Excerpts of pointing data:

☆ ☆ ☆ ☆

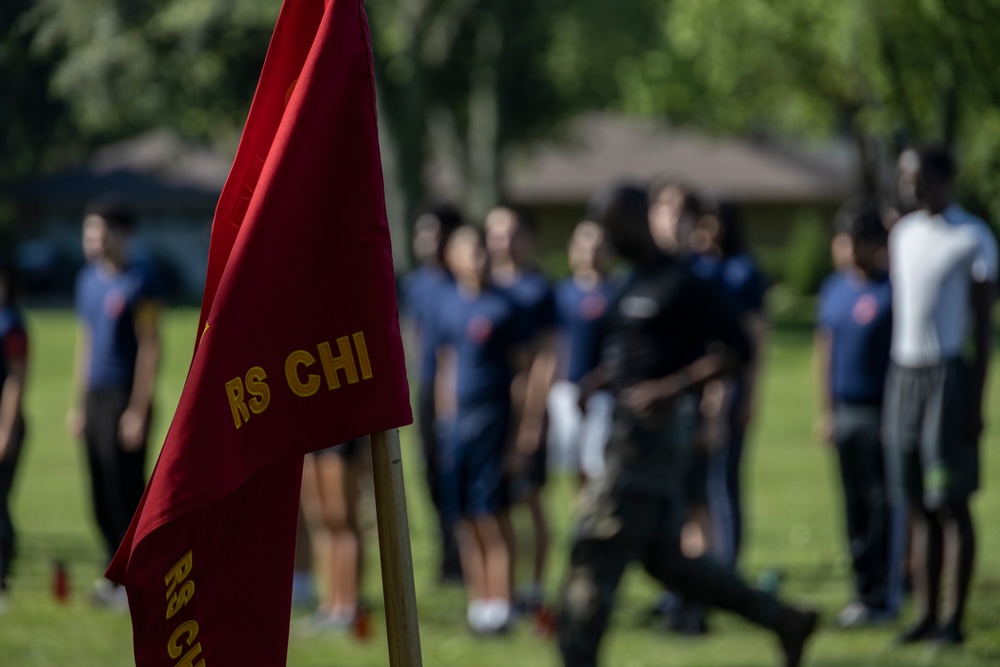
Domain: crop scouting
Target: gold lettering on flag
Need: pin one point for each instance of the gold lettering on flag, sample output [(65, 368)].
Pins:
[(251, 395), (180, 590)]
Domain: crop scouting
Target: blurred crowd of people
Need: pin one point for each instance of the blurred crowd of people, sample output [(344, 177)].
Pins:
[(639, 376)]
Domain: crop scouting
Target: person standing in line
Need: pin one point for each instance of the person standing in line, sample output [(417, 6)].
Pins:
[(577, 439), (943, 266), (673, 215), (509, 240), (118, 306), (669, 333), (480, 349), (720, 253), (853, 334), (422, 292), (13, 375)]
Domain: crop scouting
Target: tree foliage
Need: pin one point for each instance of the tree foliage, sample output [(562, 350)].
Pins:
[(467, 80)]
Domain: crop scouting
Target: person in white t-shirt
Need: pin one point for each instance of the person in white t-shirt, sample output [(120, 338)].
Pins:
[(943, 267)]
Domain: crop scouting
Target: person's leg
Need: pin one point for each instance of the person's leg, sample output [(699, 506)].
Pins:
[(709, 582), (101, 440), (540, 523), (495, 557), (430, 444), (131, 478), (565, 422), (866, 510), (606, 541), (336, 483), (302, 579), (959, 532), (594, 435), (8, 469), (928, 546)]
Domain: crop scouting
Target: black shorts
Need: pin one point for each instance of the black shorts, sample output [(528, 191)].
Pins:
[(471, 461), (535, 472), (929, 456)]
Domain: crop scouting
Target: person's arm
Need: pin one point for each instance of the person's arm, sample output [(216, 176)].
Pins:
[(445, 399), (645, 398), (77, 414), (12, 394), (132, 427), (823, 358), (983, 294), (729, 351)]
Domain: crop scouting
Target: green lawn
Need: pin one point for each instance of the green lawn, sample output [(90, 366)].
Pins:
[(794, 526)]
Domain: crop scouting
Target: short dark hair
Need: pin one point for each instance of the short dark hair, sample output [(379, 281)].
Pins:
[(616, 200), (938, 159), (115, 210), (447, 215), (861, 220)]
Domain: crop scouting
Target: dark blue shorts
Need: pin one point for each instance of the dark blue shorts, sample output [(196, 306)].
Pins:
[(471, 463)]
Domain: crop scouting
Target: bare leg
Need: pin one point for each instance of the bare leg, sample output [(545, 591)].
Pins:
[(541, 526), (473, 564), (338, 491), (506, 524), (960, 536), (496, 557), (928, 555)]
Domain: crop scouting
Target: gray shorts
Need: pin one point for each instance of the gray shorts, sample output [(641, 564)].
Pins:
[(929, 456)]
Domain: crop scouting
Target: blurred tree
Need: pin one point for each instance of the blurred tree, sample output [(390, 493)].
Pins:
[(881, 72), (34, 126), (465, 81)]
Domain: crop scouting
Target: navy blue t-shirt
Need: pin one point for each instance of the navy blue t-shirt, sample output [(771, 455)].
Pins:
[(738, 275), (532, 294), (580, 315), (483, 330), (858, 315), (423, 291), (106, 303)]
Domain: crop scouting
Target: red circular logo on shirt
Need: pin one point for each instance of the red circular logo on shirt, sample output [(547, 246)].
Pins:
[(592, 306), (865, 310), (479, 329)]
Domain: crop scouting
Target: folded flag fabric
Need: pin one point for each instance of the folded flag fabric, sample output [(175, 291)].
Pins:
[(298, 349)]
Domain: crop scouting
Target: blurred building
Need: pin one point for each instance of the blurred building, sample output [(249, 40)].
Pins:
[(174, 186), (777, 185)]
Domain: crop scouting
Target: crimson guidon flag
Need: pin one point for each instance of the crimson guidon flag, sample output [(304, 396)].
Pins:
[(298, 349)]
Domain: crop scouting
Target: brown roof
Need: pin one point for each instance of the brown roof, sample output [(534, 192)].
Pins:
[(601, 148)]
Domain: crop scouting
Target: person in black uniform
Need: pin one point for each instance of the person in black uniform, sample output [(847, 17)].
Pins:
[(667, 334)]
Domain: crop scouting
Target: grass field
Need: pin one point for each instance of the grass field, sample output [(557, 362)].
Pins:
[(794, 525)]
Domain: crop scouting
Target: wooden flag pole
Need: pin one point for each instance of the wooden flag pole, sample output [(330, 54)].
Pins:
[(394, 548)]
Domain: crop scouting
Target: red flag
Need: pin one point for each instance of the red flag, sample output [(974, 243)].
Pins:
[(298, 349)]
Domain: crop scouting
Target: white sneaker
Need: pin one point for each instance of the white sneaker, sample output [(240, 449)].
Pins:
[(497, 615), (476, 615), (110, 595)]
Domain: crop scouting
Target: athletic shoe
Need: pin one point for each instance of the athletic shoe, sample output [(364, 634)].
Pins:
[(303, 590), (922, 630), (109, 595), (332, 621), (794, 630)]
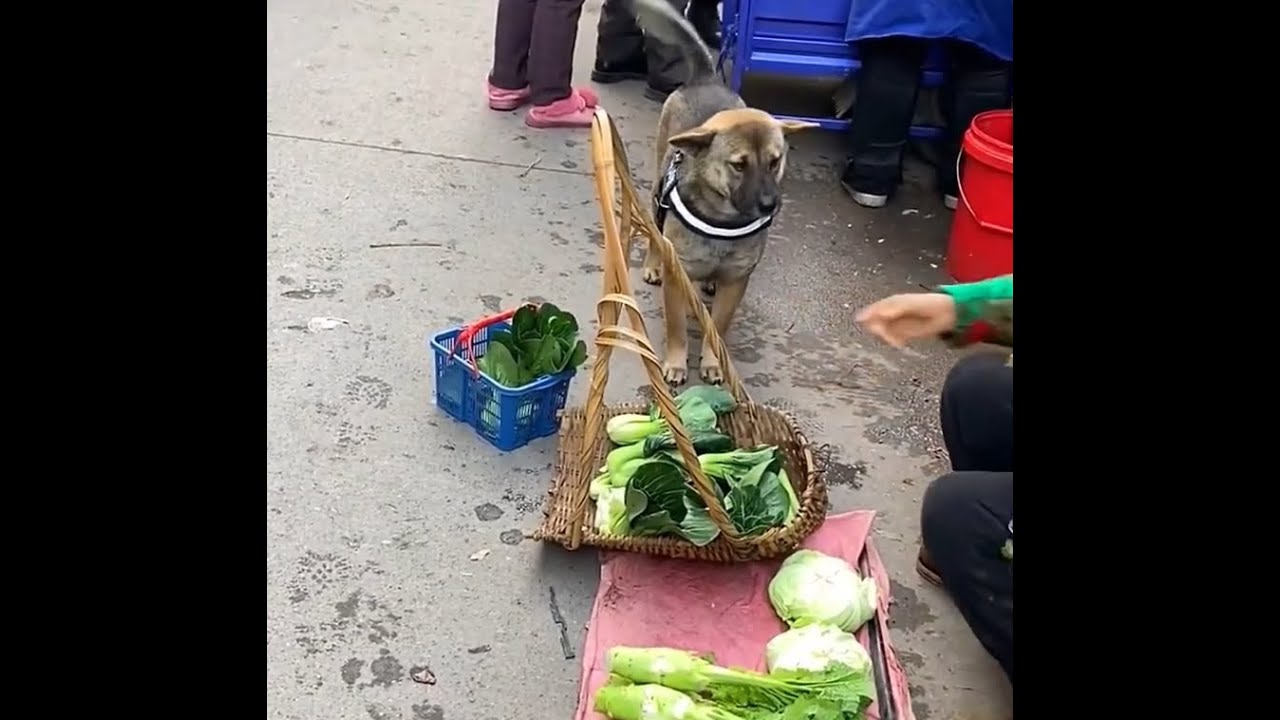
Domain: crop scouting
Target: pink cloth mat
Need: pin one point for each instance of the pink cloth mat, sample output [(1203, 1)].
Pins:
[(647, 601)]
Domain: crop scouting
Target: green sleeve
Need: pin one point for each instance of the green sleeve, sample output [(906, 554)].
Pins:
[(990, 301)]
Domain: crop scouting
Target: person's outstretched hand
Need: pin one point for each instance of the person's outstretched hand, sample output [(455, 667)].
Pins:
[(900, 319)]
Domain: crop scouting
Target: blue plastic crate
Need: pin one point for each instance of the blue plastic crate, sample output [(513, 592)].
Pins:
[(524, 414)]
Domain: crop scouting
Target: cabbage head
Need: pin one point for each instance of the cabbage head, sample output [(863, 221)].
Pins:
[(812, 587), (814, 648), (611, 513)]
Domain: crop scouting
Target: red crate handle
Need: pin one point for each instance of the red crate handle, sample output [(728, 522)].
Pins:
[(469, 331)]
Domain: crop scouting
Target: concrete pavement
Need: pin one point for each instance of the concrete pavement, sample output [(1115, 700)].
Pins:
[(376, 504)]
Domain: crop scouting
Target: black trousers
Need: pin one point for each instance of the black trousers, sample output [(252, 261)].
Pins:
[(967, 514), (621, 42), (887, 87)]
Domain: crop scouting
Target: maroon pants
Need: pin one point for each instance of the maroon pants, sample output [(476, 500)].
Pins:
[(534, 45)]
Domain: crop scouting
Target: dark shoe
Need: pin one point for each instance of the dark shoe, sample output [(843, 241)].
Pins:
[(607, 73), (924, 566), (863, 192), (658, 94)]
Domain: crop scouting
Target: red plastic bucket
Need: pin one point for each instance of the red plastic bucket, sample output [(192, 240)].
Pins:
[(982, 232)]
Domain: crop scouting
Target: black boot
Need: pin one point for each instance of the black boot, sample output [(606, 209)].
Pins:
[(881, 118), (632, 68)]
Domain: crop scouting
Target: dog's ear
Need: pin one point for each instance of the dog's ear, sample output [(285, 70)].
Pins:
[(789, 127), (693, 141)]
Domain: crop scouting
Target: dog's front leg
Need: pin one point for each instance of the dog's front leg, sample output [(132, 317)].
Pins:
[(728, 295), (675, 315), (652, 265)]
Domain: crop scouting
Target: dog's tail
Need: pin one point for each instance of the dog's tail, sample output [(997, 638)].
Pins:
[(659, 19)]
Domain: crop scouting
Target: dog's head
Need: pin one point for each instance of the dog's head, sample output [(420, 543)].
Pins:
[(740, 158)]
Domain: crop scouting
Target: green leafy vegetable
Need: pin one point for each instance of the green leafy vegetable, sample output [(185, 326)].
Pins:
[(703, 441), (627, 429), (611, 513), (814, 648), (720, 400), (812, 588), (730, 466), (542, 341), (654, 702), (750, 695), (659, 501), (757, 500)]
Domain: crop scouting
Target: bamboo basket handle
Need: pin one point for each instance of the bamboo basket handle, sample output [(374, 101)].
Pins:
[(616, 296), (672, 269)]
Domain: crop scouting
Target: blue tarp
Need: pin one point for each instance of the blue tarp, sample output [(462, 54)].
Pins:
[(986, 23)]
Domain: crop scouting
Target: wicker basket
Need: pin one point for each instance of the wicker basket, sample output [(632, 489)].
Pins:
[(583, 440)]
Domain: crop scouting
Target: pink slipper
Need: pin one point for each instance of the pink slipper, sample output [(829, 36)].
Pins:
[(501, 99), (572, 112)]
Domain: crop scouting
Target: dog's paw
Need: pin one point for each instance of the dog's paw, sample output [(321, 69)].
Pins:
[(675, 374), (712, 374)]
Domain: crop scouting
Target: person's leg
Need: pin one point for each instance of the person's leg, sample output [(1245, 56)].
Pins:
[(508, 83), (881, 117), (667, 67), (978, 82), (620, 53), (965, 522), (551, 68), (977, 414), (704, 16)]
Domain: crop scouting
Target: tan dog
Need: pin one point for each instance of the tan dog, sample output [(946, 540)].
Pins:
[(720, 165)]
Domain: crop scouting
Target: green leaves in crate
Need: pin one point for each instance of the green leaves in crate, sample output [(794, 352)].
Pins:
[(540, 342)]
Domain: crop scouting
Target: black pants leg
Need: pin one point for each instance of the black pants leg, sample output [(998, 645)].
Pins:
[(704, 16), (967, 514), (618, 45), (978, 82), (667, 67), (977, 414), (881, 117), (624, 53)]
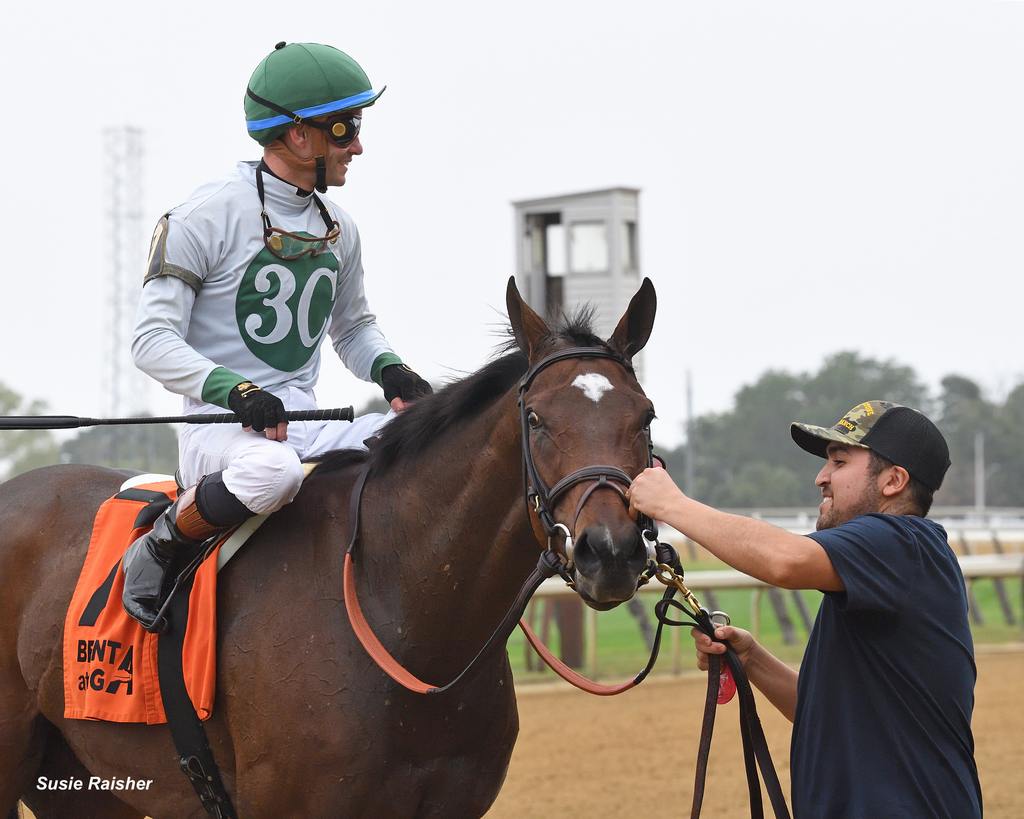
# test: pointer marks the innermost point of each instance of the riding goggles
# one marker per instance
(288, 246)
(341, 129)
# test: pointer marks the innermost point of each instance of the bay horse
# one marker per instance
(305, 725)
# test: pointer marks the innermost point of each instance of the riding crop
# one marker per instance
(73, 422)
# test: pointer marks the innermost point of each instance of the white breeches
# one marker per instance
(263, 474)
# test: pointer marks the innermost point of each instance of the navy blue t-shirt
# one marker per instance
(886, 689)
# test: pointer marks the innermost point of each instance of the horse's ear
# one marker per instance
(634, 328)
(529, 330)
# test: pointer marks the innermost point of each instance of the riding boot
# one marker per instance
(152, 563)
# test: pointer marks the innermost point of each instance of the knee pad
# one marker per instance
(265, 479)
(217, 505)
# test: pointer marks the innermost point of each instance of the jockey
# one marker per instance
(244, 281)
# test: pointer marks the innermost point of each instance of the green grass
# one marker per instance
(622, 652)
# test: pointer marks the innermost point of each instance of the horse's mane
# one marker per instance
(429, 418)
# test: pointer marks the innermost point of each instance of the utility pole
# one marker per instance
(690, 446)
(979, 472)
(125, 388)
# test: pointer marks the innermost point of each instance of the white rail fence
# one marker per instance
(961, 528)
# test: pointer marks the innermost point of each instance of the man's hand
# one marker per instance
(653, 493)
(402, 386)
(258, 410)
(742, 643)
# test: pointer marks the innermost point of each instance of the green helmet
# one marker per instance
(300, 81)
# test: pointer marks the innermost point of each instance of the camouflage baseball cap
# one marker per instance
(897, 433)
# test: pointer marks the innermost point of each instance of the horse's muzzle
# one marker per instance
(608, 564)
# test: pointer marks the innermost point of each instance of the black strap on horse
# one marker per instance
(542, 499)
(195, 756)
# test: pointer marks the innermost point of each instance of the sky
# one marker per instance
(814, 176)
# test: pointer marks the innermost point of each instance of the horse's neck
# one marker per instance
(449, 542)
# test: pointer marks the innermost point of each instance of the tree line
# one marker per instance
(745, 458)
(740, 458)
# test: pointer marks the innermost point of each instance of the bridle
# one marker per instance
(543, 500)
(663, 563)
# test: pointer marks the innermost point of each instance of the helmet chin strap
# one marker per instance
(299, 166)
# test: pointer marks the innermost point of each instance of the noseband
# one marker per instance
(543, 500)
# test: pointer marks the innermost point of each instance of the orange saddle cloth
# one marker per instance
(110, 661)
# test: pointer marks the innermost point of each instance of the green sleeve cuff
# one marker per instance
(382, 360)
(218, 384)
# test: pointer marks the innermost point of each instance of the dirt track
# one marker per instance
(633, 755)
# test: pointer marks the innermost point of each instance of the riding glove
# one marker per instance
(254, 406)
(400, 382)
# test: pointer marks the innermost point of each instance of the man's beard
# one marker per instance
(869, 501)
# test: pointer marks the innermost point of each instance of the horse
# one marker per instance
(305, 724)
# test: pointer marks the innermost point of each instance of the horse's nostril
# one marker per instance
(597, 546)
(584, 554)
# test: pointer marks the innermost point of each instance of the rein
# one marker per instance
(663, 563)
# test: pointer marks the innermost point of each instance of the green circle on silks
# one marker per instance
(283, 307)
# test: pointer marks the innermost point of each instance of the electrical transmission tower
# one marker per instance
(126, 388)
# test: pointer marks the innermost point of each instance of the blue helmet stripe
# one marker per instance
(315, 111)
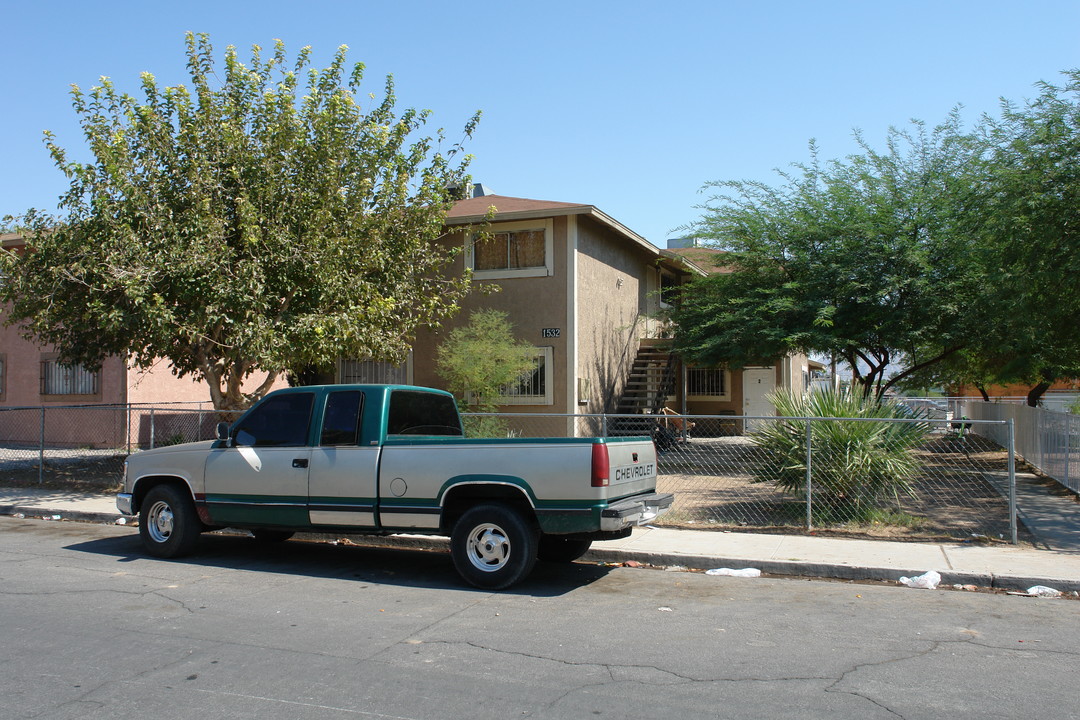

☆ ☆ ☆ ☆

Replace "Target" with "Subject" in the entries from the start through the line containing "292), (13, 375)]", keeping everything else unchanged. Leave the pictures out of your answer.

WRITTEN ANSWER:
Domain: crop scouting
Subject: gold lettering on flag
Need: pin one point for each instance of the gold lettering on flag, sample output [(65, 368)].
Pins:
[(251, 395), (180, 590)]
Domain: crop scouting
Subject: blurred crowd of people
Need: pin one point for each instance of the blurred crowd of people, sample output [(344, 177)].
Pins:
[(639, 376)]
Domain: crop scouting
Subject: person standing in line
Need: pin one point for each instance of the person standing in line, sample output [(417, 6)].
Pins:
[(577, 439), (943, 266), (673, 215), (509, 240), (118, 306), (669, 333), (480, 349), (720, 253), (853, 334), (422, 292), (13, 375)]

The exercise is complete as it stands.